Cuisinière de métier, Emma s’est rapprochée d’un réseau spontané de livreurs à vélo pour apporter de délicieux repas aux sans-abri.
Un agneau de 7 heures pour Pâques, des gaufres de brocoli aux asperges et saucisse de Strasbourg accompagnées de leur carrot cake à l’orange ou encore un taboulé au poulet assorti d’une tartelette aux fruits. Ce menu n’est pas celui d’un des restos favoris qui nous manquent tant. Ce sont les plats concoctés chaque jour chez elle – même le dimanche – par la cheffe Emma Iches à l’intention des personnes sans abri confinées… dans la rue. « C’est important de les traiter comme n’importe quel client, ce sont des citoyens comme les autres et ils doivent savoir qu’on ne les oublie pas. »
Cette habitante de la Goutte d’Or travaillait pour une start-up qui livre chaque jour des plats faits maison pour le déjeuner de salariés en entreprise. Lorsque le confinement a été décrété, elle s’est retrouvée avec son stock d’aliments sur les bras. « Mes colocs sont partis se confiner ailleurs. J’étais seule chez moi, sans personne pour qui cuisiner alors que j’adore ça. » Emma cherche donc à offrir des repas aux soignants. « Mais je n’avais personne pour assurer la livraison, et je dois respecter au maximum le confinement car je figure parmi les personnes dites à risque. »
Un mouvement spontané
Emma découvre alors via Facebook le mouvement Pour eux. Née à Lyon le 26 mars, cette initiative est celle d’aficionados de la Mad Jacques, un défi collectif qui consiste, chaque été, à rallier en stop (ou à vélo), au départ de toutes les grandes villes de France, un village de la Creuse. « On s’ennuyait chacun de notre côté et on a commencé à se fixer des petits défis en ligne », résume Melissa Saint-Gilles, une des cyclistes parisiennes, participante de la première heure au mouvement. « Parmi ceux-ci, préparer un repas pour une personne sans domicile et lui livrer à vélo. » L’initiative prend tant et si bien qu’un véritable réseau de livreurs amateurs et cuisiniers plus ou moins aguerris se fédère, d’abord à Lyon, Paris et Lille, puis dans d’autres villes. Il se dote d’une appli permettant aux uns d’inscrire les repas qu’ils ont concoctés et aux autres d’en organiser la collecte et la livraison. Il équipe ses cyclistes de masques en tissu et de gants, fournit des contenants aux cuistots volontaires et se dote d’une charte sur le respect des conditions d’hygiène, les règles de distanciation et même sur la qualité citoyenne et non lucrative du mouvement.

Données enregistrées:
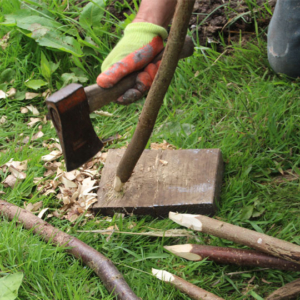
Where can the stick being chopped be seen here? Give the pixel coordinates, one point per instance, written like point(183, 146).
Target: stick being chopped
point(250, 238)
point(238, 257)
point(101, 265)
point(186, 287)
point(289, 291)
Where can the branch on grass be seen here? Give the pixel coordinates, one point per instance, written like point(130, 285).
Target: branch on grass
point(238, 257)
point(188, 288)
point(156, 94)
point(247, 237)
point(101, 265)
point(288, 291)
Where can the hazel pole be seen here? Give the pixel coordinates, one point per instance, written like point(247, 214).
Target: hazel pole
point(225, 255)
point(156, 94)
point(101, 265)
point(240, 235)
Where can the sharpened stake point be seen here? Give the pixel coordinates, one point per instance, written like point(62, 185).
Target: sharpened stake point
point(184, 251)
point(187, 220)
point(163, 275)
point(118, 184)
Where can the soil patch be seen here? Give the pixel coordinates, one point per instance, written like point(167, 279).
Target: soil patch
point(232, 18)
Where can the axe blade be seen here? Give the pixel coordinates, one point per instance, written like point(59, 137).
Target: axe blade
point(69, 111)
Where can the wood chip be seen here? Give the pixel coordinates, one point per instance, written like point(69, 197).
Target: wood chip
point(3, 119)
point(9, 181)
point(33, 121)
point(52, 156)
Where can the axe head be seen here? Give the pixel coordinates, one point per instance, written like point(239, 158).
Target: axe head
point(69, 111)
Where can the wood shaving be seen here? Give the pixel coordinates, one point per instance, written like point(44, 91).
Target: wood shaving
point(162, 146)
point(3, 119)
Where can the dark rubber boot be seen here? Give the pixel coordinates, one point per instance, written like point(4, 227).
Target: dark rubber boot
point(284, 38)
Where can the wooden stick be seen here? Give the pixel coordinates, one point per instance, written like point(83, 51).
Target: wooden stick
point(247, 237)
point(238, 257)
point(156, 94)
point(288, 291)
point(101, 265)
point(188, 288)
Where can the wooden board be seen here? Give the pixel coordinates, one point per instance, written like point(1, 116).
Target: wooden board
point(186, 181)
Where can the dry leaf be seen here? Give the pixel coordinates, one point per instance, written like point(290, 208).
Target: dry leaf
point(162, 146)
point(18, 174)
point(18, 165)
point(38, 135)
point(3, 119)
point(33, 207)
point(42, 212)
point(33, 109)
point(52, 156)
point(29, 95)
point(33, 121)
point(11, 92)
point(24, 110)
point(2, 95)
point(71, 175)
point(68, 183)
point(103, 113)
point(9, 181)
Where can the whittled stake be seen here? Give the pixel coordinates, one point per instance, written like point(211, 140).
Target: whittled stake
point(188, 288)
point(156, 94)
point(240, 235)
point(238, 257)
point(101, 265)
point(289, 291)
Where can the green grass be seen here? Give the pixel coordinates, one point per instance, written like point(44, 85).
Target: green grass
point(234, 102)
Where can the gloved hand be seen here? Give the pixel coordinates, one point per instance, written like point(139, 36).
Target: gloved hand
point(138, 47)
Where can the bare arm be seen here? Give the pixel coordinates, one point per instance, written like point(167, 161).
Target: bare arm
point(159, 12)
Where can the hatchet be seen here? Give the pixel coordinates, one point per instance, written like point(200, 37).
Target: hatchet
point(69, 109)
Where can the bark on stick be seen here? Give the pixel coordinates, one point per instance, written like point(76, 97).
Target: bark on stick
point(188, 288)
point(101, 265)
point(289, 291)
point(238, 257)
point(156, 94)
point(247, 237)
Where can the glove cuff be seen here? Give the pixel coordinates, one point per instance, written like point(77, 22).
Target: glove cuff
point(145, 28)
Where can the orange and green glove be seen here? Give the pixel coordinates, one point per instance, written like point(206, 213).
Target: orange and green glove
point(138, 47)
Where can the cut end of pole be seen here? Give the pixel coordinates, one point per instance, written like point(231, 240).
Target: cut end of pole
point(186, 220)
point(163, 275)
point(118, 184)
point(184, 251)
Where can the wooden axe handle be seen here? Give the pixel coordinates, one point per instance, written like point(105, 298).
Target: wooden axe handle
point(98, 97)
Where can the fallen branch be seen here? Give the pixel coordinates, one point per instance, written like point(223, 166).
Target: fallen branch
point(159, 233)
point(186, 287)
point(250, 238)
point(156, 94)
point(288, 291)
point(238, 257)
point(101, 265)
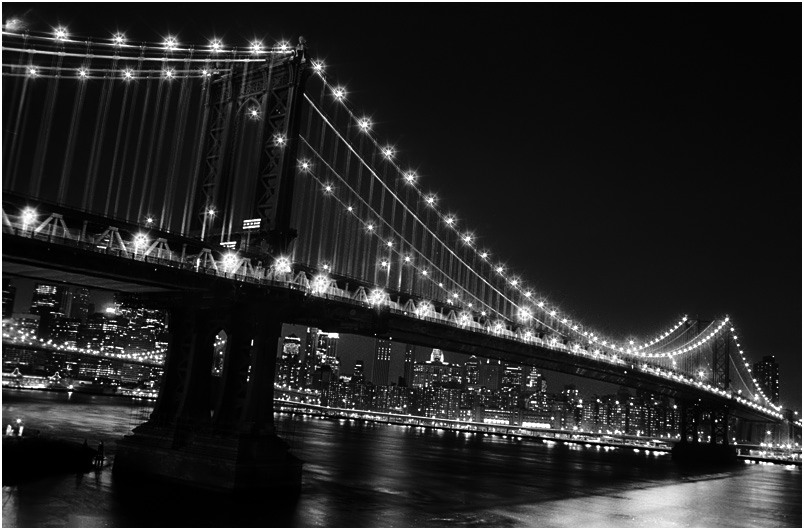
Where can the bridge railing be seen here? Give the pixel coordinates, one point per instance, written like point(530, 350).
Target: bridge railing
point(230, 265)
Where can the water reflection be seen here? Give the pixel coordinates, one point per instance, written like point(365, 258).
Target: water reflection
point(367, 474)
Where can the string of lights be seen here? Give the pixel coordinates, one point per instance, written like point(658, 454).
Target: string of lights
point(410, 177)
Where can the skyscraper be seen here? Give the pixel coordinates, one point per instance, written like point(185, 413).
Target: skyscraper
point(471, 373)
point(48, 303)
point(410, 358)
point(327, 351)
point(766, 372)
point(382, 362)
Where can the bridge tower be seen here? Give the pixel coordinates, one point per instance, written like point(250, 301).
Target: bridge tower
point(248, 157)
point(698, 413)
point(212, 426)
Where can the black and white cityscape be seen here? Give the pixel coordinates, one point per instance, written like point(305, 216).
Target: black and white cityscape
point(401, 265)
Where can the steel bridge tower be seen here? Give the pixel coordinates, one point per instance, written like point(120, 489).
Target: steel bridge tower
point(217, 430)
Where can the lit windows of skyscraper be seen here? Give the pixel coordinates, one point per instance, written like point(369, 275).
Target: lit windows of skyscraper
point(289, 366)
point(48, 303)
point(382, 362)
point(9, 294)
point(327, 351)
point(471, 373)
point(766, 373)
point(435, 372)
point(410, 359)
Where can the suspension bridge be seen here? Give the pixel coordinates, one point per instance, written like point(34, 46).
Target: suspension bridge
point(237, 187)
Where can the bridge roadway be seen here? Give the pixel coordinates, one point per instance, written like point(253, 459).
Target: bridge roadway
point(55, 261)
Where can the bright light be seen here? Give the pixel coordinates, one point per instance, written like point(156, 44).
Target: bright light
point(320, 283)
point(28, 216)
point(282, 265)
point(377, 297)
point(229, 261)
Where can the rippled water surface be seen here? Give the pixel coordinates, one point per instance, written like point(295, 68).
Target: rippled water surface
point(375, 475)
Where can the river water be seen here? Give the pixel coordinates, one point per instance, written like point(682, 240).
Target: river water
point(375, 475)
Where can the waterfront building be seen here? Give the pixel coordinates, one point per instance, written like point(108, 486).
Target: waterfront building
point(382, 362)
point(766, 372)
point(410, 360)
point(436, 372)
point(471, 373)
point(9, 296)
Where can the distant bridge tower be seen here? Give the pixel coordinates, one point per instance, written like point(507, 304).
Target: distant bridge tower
point(251, 119)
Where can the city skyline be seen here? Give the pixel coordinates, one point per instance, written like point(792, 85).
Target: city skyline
point(580, 133)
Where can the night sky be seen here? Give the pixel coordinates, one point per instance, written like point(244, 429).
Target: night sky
point(634, 162)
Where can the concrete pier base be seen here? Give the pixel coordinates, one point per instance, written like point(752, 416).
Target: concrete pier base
point(241, 464)
point(704, 454)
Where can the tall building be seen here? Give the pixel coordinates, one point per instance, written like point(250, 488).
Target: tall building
point(357, 375)
point(80, 303)
point(382, 362)
point(410, 359)
point(766, 373)
point(48, 303)
point(9, 294)
point(512, 377)
point(327, 351)
point(436, 372)
point(471, 373)
point(491, 374)
point(289, 367)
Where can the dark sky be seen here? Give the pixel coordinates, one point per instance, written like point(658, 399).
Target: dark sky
point(634, 162)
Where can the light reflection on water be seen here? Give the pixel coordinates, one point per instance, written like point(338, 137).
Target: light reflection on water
point(366, 474)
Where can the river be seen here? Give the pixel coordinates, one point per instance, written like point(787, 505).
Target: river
point(376, 475)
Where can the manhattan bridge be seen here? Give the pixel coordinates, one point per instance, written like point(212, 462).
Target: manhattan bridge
point(238, 188)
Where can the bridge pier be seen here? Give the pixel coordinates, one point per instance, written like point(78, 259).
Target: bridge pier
point(226, 442)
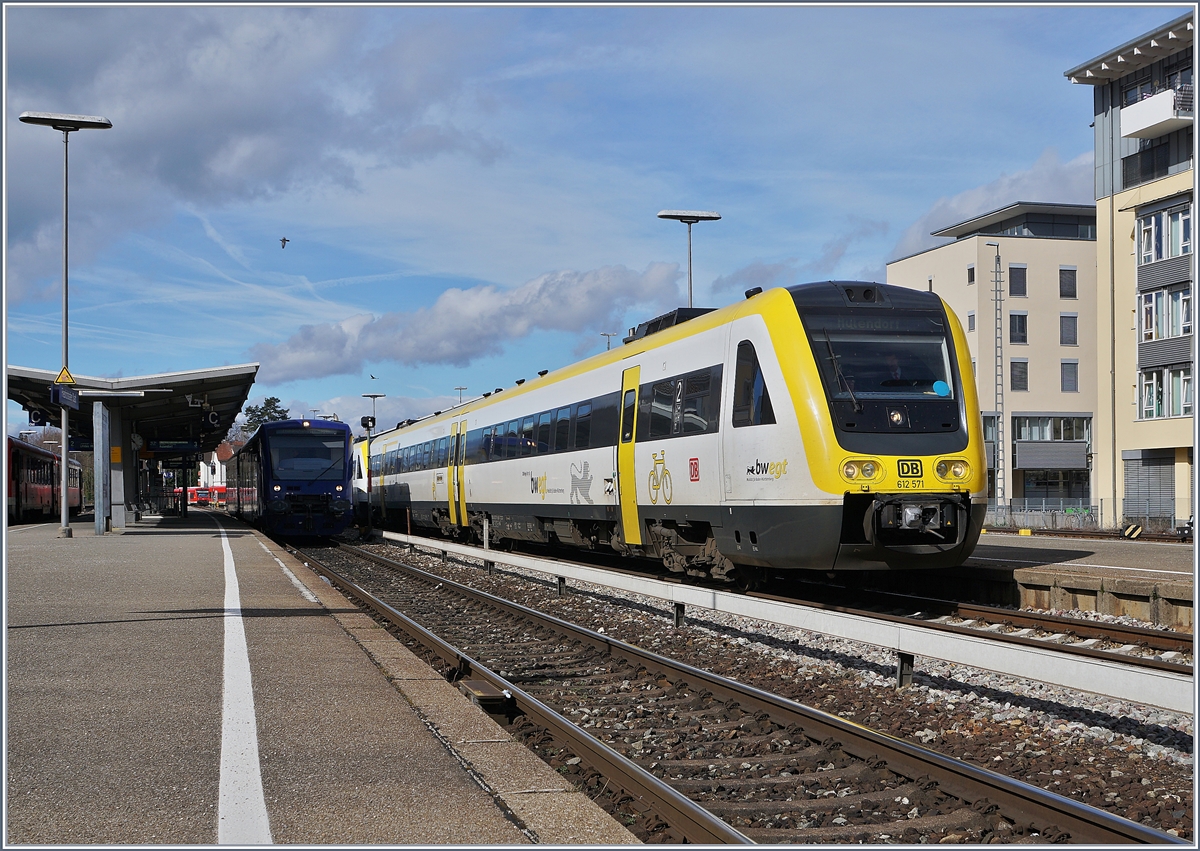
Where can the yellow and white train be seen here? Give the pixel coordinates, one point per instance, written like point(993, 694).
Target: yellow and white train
point(825, 426)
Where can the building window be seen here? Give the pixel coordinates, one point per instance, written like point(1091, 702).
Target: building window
point(1151, 163)
point(1163, 234)
point(1017, 282)
point(1067, 288)
point(1018, 328)
point(1019, 375)
point(1164, 313)
point(1069, 376)
point(1138, 87)
point(1053, 429)
point(1165, 393)
point(1068, 329)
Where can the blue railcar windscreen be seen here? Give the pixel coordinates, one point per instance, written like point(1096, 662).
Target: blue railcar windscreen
point(307, 454)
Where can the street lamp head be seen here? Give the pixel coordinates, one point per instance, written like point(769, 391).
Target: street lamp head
point(67, 123)
point(690, 216)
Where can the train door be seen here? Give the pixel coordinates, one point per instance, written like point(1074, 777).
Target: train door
point(461, 475)
point(627, 475)
point(453, 474)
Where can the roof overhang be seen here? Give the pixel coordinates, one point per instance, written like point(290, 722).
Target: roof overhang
point(1017, 209)
point(169, 406)
point(1137, 54)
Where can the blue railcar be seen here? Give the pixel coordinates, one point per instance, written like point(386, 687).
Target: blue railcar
point(293, 478)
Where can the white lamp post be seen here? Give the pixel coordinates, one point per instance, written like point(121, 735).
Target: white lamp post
point(372, 396)
point(690, 217)
point(67, 124)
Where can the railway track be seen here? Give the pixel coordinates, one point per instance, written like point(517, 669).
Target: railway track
point(683, 754)
point(1137, 646)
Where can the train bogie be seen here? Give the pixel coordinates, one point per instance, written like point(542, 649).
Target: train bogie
point(826, 426)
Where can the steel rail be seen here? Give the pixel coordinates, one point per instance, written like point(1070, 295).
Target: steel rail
point(1109, 675)
point(1017, 799)
point(696, 823)
point(1156, 639)
point(1001, 615)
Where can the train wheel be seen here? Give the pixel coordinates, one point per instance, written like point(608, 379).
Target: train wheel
point(749, 577)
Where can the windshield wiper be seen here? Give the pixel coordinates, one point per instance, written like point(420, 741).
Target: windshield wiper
point(841, 378)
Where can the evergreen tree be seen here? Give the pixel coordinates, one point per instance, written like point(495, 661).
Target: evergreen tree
point(268, 412)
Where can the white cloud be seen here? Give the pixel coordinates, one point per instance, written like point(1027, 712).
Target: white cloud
point(1049, 180)
point(465, 324)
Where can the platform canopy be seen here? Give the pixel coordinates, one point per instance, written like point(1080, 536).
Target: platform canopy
point(167, 408)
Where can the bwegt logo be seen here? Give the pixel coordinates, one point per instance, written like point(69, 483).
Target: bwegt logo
point(771, 469)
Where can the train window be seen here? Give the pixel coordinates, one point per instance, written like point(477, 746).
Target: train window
point(751, 401)
point(628, 408)
point(661, 409)
point(606, 419)
point(701, 400)
point(562, 429)
point(527, 443)
point(583, 426)
point(511, 441)
point(473, 447)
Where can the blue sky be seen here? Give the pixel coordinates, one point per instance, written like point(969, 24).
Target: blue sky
point(471, 192)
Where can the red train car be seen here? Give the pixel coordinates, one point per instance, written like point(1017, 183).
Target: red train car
point(34, 483)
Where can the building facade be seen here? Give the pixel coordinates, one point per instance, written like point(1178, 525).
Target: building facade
point(1023, 282)
point(1144, 114)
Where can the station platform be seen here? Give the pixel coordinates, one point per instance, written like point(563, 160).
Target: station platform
point(189, 682)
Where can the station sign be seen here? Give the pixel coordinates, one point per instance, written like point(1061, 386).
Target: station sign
point(181, 462)
point(66, 396)
point(173, 445)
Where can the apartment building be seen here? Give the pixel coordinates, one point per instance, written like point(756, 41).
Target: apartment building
point(1144, 115)
point(1021, 279)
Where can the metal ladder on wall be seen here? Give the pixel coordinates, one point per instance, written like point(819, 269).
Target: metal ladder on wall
point(999, 298)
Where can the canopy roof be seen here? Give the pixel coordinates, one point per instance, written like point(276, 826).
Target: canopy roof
point(171, 406)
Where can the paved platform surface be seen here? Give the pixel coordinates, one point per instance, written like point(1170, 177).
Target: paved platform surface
point(1151, 581)
point(123, 723)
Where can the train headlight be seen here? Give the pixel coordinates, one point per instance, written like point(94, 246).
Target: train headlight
point(862, 468)
point(952, 469)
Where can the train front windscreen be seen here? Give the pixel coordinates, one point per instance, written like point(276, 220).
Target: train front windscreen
point(887, 372)
point(309, 454)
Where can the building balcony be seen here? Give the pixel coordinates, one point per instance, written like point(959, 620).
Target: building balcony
point(1158, 114)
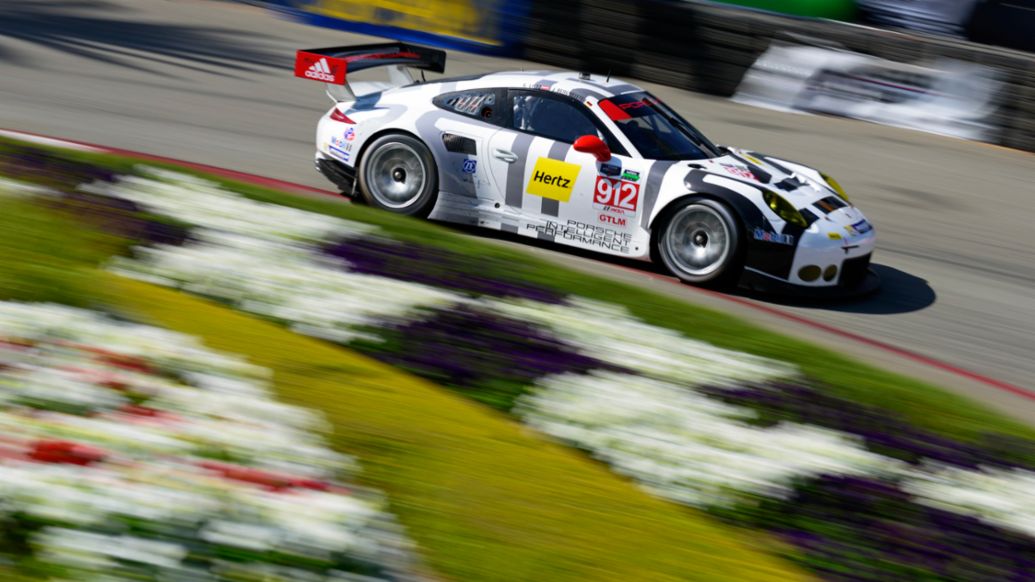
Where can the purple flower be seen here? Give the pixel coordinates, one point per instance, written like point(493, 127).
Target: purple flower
point(883, 431)
point(854, 528)
point(490, 357)
point(430, 265)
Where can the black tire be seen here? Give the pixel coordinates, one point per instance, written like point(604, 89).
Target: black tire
point(700, 242)
point(397, 173)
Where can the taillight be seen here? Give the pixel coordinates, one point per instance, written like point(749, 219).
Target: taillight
point(338, 116)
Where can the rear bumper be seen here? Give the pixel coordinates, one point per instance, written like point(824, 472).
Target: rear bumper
point(341, 175)
point(856, 280)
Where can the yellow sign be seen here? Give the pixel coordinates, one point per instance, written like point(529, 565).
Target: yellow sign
point(463, 19)
point(553, 179)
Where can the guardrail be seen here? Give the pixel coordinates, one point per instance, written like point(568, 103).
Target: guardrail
point(708, 48)
point(698, 46)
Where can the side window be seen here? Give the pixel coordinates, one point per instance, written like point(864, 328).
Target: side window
point(551, 117)
point(479, 104)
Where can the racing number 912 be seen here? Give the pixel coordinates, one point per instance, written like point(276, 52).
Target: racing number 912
point(619, 194)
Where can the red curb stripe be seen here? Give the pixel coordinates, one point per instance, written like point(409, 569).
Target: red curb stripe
point(293, 186)
point(223, 172)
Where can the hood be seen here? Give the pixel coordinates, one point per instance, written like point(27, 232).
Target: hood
point(801, 186)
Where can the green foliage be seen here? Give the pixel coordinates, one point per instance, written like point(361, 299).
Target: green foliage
point(45, 256)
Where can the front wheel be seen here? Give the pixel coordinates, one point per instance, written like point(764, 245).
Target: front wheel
point(397, 173)
point(700, 243)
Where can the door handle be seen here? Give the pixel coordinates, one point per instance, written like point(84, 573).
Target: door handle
point(505, 155)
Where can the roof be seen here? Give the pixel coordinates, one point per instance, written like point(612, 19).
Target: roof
point(566, 82)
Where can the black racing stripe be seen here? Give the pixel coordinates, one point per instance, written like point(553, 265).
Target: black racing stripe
point(582, 93)
point(515, 171)
point(772, 163)
point(651, 186)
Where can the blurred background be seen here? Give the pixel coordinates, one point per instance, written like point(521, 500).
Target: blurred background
point(950, 66)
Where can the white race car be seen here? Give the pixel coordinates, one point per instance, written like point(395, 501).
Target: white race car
point(582, 161)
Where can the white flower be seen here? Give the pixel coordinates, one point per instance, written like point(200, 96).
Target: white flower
point(1004, 497)
point(204, 203)
point(686, 446)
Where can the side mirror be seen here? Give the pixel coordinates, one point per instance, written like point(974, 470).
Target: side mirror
point(594, 145)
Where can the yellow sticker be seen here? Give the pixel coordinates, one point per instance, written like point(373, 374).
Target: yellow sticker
point(553, 179)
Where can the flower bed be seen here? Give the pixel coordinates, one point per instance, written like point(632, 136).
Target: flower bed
point(130, 452)
point(744, 437)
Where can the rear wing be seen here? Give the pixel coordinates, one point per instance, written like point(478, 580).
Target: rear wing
point(332, 64)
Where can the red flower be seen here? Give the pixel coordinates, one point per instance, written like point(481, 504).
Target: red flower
point(268, 479)
point(65, 452)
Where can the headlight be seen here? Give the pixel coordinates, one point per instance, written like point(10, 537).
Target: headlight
point(836, 187)
point(784, 208)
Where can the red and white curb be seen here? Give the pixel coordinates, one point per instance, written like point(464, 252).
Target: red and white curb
point(302, 188)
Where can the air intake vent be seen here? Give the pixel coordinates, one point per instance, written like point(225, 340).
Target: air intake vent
point(459, 144)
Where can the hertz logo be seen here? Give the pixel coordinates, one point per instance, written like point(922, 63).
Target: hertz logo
point(553, 179)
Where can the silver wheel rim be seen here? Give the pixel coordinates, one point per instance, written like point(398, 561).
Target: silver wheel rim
point(396, 175)
point(698, 240)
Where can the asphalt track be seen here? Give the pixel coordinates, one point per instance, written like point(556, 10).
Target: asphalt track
point(210, 82)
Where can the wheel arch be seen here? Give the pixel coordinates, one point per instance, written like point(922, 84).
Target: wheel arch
point(383, 132)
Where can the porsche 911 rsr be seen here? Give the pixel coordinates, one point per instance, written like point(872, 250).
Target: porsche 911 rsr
point(582, 161)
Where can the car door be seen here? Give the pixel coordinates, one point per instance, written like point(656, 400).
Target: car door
point(552, 192)
point(460, 140)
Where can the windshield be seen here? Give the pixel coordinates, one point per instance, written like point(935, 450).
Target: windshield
point(654, 129)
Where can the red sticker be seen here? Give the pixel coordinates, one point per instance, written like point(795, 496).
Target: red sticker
point(616, 193)
point(613, 112)
point(320, 67)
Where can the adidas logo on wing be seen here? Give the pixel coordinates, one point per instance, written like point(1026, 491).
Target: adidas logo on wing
point(320, 70)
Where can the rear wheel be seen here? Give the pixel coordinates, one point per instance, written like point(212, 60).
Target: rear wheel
point(700, 242)
point(397, 173)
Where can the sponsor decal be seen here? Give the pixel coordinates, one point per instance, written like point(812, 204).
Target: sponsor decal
point(773, 237)
point(339, 143)
point(586, 234)
point(616, 195)
point(862, 227)
point(553, 179)
point(339, 153)
point(320, 67)
point(829, 204)
point(739, 172)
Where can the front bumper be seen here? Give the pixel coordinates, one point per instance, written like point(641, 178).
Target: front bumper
point(857, 280)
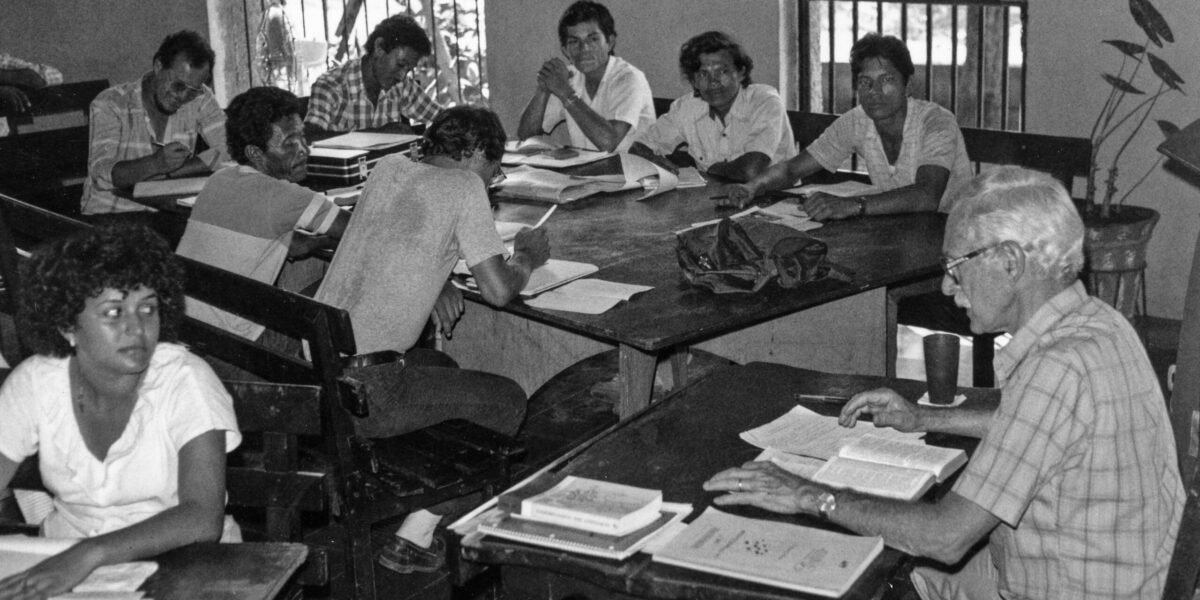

À faire:
(A) Répondez à ces questions sur l'article consacré aux repas livrés aux sans-abri :
(i) Pour quel type d'entreprise Emma travaillait-elle avant le confinement ?
(ii) Dans quelle ville et à quelle date le mouvement Pour eux est-il né ?
(iii) De quoi le réseau équipe-t-il ses cyclistes ?
(B) Recopiez à l'identique, dans la liste, les lignes qui vont de celle contenant « Where can the yellow and » jusqu'à celle contenant « point(453, 474) », ces deux lignes comprises.

Corrigé:
(A)
(i) Une start-up qui livre chaque jour des plats faits maison pour le déjeuner de salariés en entreprise.
(ii) À Lyon, le 26 mars.
(iii) De masques en tissu et de gants.

(B)
Where can the yellow and white train be seen here? Give the pixel coordinates, one point per instance, written like point(993, 694).
Target: yellow and white train
point(825, 426)
Where can the building window be seen here? Give the pixel coordinates, one point per instance, written like point(1091, 702).
Target: building window
point(1151, 163)
point(1163, 234)
point(1017, 282)
point(1067, 288)
point(1018, 328)
point(1019, 375)
point(1164, 313)
point(1069, 376)
point(1138, 87)
point(1053, 429)
point(1165, 393)
point(1068, 329)
Where can the blue railcar windscreen be seen here? Give the pixel coordinates, one point per instance, written like point(1096, 662).
Target: blue railcar windscreen
point(307, 454)
Where can the street lamp head be seen here? Give the pixel coordinates, one point per instance, written like point(769, 391).
Target: street lamp head
point(67, 123)
point(690, 216)
Where can the train door be seen here? Give the pixel coordinates, one point per instance, written like point(1074, 777).
Target: train door
point(461, 475)
point(627, 475)
point(453, 474)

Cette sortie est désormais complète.